**DATA EXTRACT:**
%%

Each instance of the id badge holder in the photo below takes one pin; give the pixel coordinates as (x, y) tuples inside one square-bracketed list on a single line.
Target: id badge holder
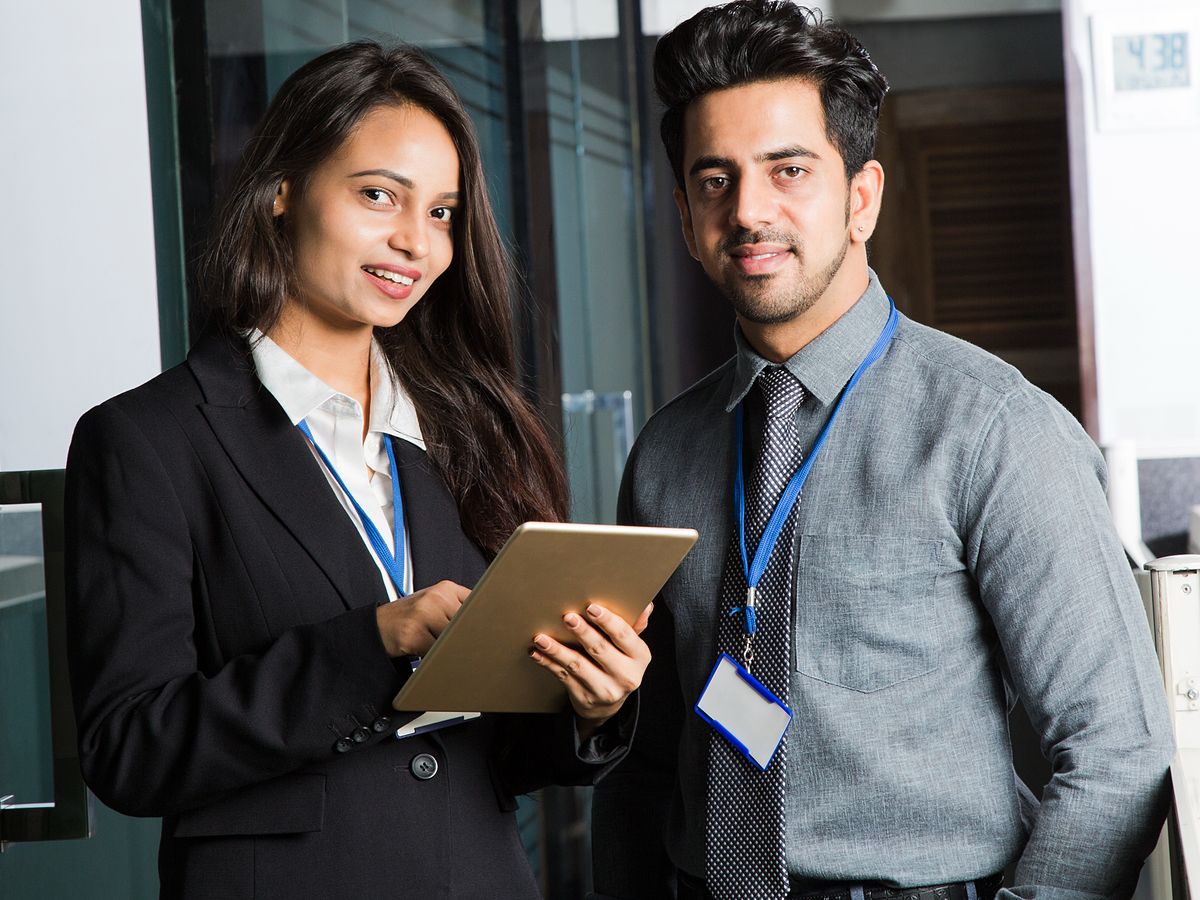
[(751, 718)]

%%
%%

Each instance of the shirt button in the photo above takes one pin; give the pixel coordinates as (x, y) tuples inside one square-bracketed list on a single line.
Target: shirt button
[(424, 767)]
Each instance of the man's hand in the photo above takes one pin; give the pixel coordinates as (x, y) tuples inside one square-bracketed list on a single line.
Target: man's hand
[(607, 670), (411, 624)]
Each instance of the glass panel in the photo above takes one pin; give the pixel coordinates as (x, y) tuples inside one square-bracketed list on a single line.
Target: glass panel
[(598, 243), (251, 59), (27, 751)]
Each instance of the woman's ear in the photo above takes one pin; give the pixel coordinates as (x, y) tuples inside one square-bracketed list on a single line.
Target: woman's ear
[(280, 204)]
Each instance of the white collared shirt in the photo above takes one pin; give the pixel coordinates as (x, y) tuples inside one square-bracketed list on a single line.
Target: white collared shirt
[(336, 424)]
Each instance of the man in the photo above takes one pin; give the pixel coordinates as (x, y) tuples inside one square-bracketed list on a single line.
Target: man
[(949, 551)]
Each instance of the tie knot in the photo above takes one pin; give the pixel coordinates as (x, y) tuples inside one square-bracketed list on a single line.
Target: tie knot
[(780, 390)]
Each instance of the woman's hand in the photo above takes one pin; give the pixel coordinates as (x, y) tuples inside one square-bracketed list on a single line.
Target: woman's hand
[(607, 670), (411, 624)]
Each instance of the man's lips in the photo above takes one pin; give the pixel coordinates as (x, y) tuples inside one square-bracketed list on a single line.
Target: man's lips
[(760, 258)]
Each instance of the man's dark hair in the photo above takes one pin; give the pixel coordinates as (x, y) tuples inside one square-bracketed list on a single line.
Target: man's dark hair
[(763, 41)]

%%
%%

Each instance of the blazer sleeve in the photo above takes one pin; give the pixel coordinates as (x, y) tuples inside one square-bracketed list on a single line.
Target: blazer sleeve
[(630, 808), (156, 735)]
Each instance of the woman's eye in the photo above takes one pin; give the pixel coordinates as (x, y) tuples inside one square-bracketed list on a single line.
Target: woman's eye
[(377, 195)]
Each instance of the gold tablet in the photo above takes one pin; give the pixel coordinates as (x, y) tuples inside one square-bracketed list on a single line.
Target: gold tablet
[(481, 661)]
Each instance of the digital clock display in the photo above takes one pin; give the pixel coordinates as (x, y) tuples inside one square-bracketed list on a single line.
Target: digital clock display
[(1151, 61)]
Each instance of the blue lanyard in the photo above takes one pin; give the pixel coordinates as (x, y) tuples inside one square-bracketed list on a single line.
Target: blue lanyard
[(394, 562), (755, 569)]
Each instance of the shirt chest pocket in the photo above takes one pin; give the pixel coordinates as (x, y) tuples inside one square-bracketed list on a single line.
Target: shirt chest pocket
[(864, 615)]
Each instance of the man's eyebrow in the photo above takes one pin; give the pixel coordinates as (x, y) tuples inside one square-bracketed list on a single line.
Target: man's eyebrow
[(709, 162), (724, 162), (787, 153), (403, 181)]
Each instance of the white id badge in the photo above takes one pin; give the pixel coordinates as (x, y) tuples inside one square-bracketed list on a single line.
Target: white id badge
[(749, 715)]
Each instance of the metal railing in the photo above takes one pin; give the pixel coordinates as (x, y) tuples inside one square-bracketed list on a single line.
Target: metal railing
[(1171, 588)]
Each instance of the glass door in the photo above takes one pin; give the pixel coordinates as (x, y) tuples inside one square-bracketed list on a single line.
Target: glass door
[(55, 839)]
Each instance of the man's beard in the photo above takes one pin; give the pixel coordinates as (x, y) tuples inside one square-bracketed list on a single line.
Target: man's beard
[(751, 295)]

%%

Copy out the part of the records above that opens with the line containing "Each instance of the id" and closes with the line containing "[(751, 718)]", both lines included along with the requests, offsetting every pixel coordinate in the answers by -135. Leave the pictures out.

**FINISHED EXERCISE:**
Each instance of the id badge holder in the photo below takes one pin; give the pixel coordinates as (x, y) tuples inside one square-bracketed list on a single line.
Target: id badge holder
[(616, 583)]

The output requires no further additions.